▶ _Work required_:
Lines with the word "format" in them must be copied from the records below.

▶ _Input material_:
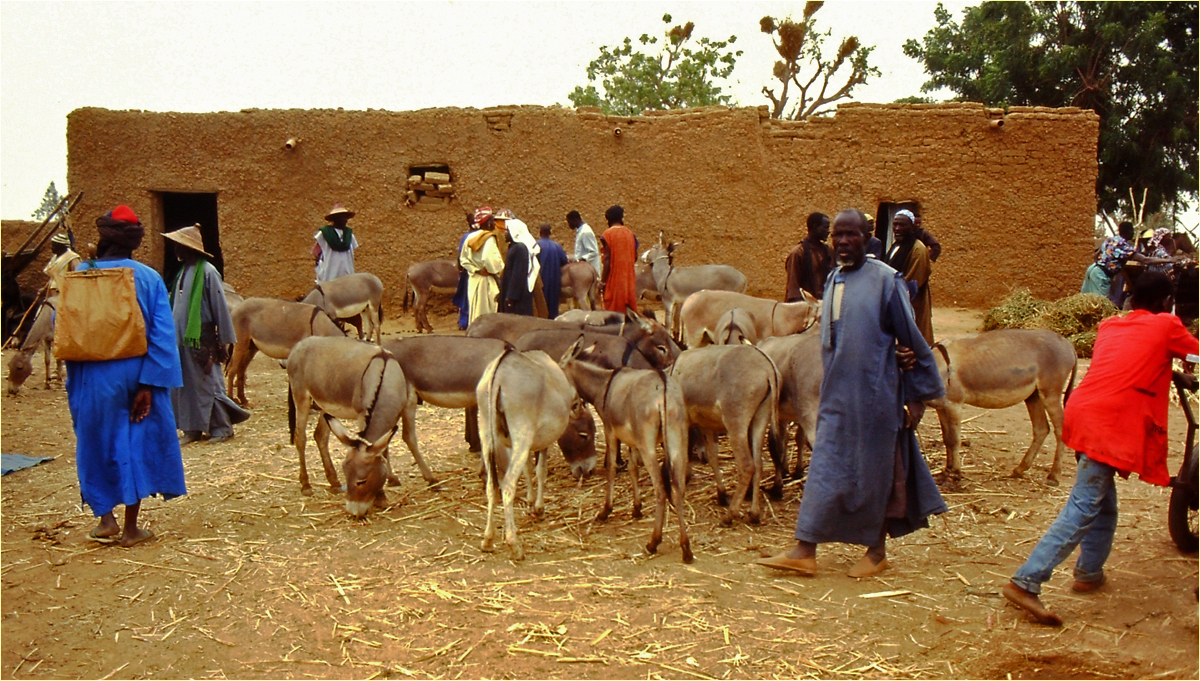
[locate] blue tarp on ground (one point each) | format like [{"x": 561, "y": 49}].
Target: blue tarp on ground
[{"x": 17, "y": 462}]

* * *

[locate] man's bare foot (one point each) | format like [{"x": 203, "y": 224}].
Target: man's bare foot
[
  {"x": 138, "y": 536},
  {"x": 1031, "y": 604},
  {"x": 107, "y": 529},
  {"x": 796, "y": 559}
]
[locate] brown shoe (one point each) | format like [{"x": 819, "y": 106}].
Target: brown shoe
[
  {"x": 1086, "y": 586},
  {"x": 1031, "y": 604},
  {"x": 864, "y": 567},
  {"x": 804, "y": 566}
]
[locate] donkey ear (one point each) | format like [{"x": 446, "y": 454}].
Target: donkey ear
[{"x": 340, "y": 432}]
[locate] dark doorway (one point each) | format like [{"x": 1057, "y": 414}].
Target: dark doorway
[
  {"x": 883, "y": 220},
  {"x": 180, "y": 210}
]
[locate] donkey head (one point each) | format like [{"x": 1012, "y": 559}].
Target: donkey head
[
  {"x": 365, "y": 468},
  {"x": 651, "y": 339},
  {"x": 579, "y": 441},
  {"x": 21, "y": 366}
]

▶ _Result of the exercise_:
[locate] blue tarp on ground (one point each) | format like [{"x": 561, "y": 49}].
[locate] man's bare foot (one point each) | format like [{"x": 203, "y": 224}].
[locate] brown shoe (one point each) | format like [{"x": 819, "y": 106}].
[locate] donkey ear (one point each) | format like [{"x": 446, "y": 454}].
[locate] dark doorway (one point each) | format like [{"x": 1057, "y": 414}].
[locate] donkey head (one point each) | format like [{"x": 1012, "y": 559}].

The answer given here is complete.